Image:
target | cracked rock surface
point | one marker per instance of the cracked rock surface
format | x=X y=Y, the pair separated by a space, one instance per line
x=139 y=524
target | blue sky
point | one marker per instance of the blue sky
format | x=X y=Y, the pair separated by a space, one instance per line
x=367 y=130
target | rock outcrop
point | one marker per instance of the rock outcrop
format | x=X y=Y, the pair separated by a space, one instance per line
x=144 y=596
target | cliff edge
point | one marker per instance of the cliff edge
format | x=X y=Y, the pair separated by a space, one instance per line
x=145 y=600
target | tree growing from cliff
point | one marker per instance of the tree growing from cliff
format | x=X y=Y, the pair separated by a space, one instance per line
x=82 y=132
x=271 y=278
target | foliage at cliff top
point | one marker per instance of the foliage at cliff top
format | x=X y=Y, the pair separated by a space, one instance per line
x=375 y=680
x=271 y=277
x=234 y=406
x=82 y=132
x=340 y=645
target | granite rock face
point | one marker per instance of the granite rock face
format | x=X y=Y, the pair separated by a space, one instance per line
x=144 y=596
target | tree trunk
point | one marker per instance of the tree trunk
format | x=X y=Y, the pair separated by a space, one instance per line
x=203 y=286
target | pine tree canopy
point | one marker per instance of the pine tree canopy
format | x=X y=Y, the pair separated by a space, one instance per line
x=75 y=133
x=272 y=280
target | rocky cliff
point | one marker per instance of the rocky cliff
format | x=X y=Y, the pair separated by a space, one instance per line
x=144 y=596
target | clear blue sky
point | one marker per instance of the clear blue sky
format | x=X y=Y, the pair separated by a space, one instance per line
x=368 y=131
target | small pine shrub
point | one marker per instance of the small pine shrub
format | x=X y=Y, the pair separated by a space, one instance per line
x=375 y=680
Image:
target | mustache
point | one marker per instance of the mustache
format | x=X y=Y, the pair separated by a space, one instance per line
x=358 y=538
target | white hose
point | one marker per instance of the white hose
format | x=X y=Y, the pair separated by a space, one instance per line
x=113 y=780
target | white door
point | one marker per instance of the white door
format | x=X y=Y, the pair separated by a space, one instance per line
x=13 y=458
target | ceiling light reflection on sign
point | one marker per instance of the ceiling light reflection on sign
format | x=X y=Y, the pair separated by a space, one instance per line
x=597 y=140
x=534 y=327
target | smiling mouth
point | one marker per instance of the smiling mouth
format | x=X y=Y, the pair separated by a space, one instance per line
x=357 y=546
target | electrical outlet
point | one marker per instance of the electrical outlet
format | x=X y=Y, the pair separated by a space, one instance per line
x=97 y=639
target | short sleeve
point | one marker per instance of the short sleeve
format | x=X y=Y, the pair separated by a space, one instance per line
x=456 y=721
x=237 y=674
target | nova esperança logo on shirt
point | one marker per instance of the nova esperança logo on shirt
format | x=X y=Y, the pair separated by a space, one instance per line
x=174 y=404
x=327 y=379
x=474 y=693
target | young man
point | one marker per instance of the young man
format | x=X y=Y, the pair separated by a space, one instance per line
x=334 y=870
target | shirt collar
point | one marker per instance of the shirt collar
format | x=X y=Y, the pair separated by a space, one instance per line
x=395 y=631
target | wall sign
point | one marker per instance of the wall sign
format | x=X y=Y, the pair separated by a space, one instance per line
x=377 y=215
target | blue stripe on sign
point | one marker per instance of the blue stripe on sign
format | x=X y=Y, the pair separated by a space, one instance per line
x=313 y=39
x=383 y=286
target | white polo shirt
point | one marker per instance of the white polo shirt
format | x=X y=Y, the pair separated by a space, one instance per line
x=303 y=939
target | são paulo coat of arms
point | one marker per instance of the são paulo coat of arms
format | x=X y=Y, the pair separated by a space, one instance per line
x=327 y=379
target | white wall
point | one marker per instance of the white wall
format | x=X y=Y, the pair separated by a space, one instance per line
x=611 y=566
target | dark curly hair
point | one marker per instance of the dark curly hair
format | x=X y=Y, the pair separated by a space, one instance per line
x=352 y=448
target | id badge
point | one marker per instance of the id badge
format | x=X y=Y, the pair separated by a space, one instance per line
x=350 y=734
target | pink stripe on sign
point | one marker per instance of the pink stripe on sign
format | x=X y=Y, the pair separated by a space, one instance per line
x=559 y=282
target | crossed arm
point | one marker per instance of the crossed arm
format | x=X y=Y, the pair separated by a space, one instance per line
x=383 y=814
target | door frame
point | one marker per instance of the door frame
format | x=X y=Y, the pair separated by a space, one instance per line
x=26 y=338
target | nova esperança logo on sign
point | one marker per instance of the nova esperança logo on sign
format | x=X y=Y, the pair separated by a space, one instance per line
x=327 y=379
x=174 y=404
------------------------------------------------------------
__What needs to be done__: Word for word, reproduce every record shown above.

__Result__:
Image:
target | cracked rock surface
point | one marker per instance of the cracked rock surface
format | x=X y=Y, the pair separated by a space, one instance per line
x=139 y=524
target | blue sky
point | one marker per instance of the blue sky
format | x=X y=Y, the pair separated by a space, one instance per line
x=367 y=130
target | rock outcrop
point | one marker per instance of the rock outcrop
format | x=X y=Y, the pair separated by a space, one instance per line
x=144 y=596
target | cliff edge
point | one marker per instance of the cliff edge
format | x=X y=Y, the pair separated by a space, one instance per line
x=145 y=600
target | tree growing from cliff
point | one marker per instance of the tree growing from cliff
format | x=X y=Y, the pair separated by a space, one instance per line
x=82 y=132
x=271 y=278
target | foliage at cliff top
point | one marker per instance of the foliage at cliff top
format | x=X y=Y, the pair separated by a space, one instance per line
x=375 y=680
x=271 y=277
x=234 y=406
x=82 y=132
x=340 y=645
target | granite rock face
point | one marker per instance of the granite rock face
format | x=X y=Y, the pair separated by a space, one instance per line
x=144 y=596
target | tree trunk
point | one marker per instance of the tree trunk
format | x=X y=Y, the pair separated by a space, one instance per line
x=203 y=286
target | pine tree canopy
point | one marker per instance of the pine tree canopy
format | x=X y=Y, the pair separated by a space, one instance per line
x=75 y=133
x=272 y=280
target | rocky cliff
point | one marker per instance of the rocky cliff
format | x=X y=Y, the pair separated by a space, one instance per line
x=144 y=596
target | clear blue sky
point | one marker per instance of the clear blue sky
format | x=X y=Y, the pair separated by a space, one instance per line
x=368 y=131
target | small pine shrub
point | one marker per instance of the small pine shrub
format | x=X y=Y, the pair separated by a space, one instance per line
x=375 y=680
Image:
target | mustache
point | one marker per instance of the mustache
format | x=X y=Y, the pair separated by a space, one instance per line
x=358 y=538
target | white hose
point | one marker per instance of the white hose
format | x=X y=Y, the pair separated by a space, one instance per line
x=113 y=780
target | white door
point | one marker per instance of the white door
format | x=X y=Y, the pair separated by a space, one instance per line
x=13 y=458
target | ceiling light reflection on sign
point | one marker per instance of the ceiling light reflection on sign
format | x=X y=Y, the pair separated by a space, one instance per line
x=597 y=140
x=534 y=327
target | smiling mouth
point | one marker per instance of the smiling mouth
format | x=X y=Y, the pair separated by a space, one instance per line
x=357 y=546
target | electrical outlet
point | one marker per instance of the electrical outlet
format | x=X y=Y, the pair separated by a space, one instance per line
x=97 y=639
target | short sleeve
point | one marker per instance of the short sleeve
format | x=X y=Y, the pair separated by a space, one instance per line
x=456 y=721
x=237 y=674
target | nova esperança logo on shirt
point | one marker per instance of the nova esperança logo on shirt
format | x=X y=Y, the pair separated by a space, one instance per line
x=174 y=404
x=327 y=379
x=474 y=693
target | young man
point | one marker per instance of the young man
format | x=X y=Y, the pair separated by a space, one instance per line
x=334 y=870
target | shirt collar
point | one marker per instance of the shirt collar
format | x=X y=Y, the pair separated by a space, one instance per line
x=395 y=631
target | wall sign
point | one marker per instance of the wall sign
format | x=X y=Y, the pair separated by a space, one instance per line
x=377 y=215
target | blue stripe on sign
point | one marker per instance of the blue stripe on sign
format | x=X y=Y, the pair separated by a space, one instance per line
x=313 y=39
x=383 y=286
target | white polo shirt
point | one marker per instance of the white polo shirt
format | x=X y=Y, the pair separated by a space, one instance per line
x=303 y=939
target | são paulo coat of arms
point | one marker per instance of the são paulo coat of arms
format | x=X y=Y, the pair separated by a space, one instance per line
x=327 y=379
target | white wall
point | one marker per instance of the white wall
format | x=X y=Y, the pair separated by a space, one instance per line
x=611 y=566
target | dark curly hair
point | one marker per instance of the dark curly hair
format | x=X y=Y, the pair separated by a space, one instance per line
x=352 y=448
target | id badge
point | one marker per instance of the id badge
format | x=X y=Y, the pair separated by a space, one instance per line
x=350 y=734
target | pink stripe on sign
point | one marker per instance of the pink stripe on sign
format | x=X y=Y, the pair separated by a space, one instance per line
x=559 y=282
target | crossed arm
point | one marker per instance of the crossed arm
format | x=X y=Y, the pair separated by a space, one instance per line
x=383 y=814
target | door frame
point | one marker per instance of the door frame
format | x=X y=Y, the pair separated by a space, one instance per line
x=26 y=338
target | nova esperança logo on sign
point | one marker per instance of the nova esperança logo on sign
format | x=X y=Y, the pair separated by a space, one instance per line
x=327 y=379
x=174 y=404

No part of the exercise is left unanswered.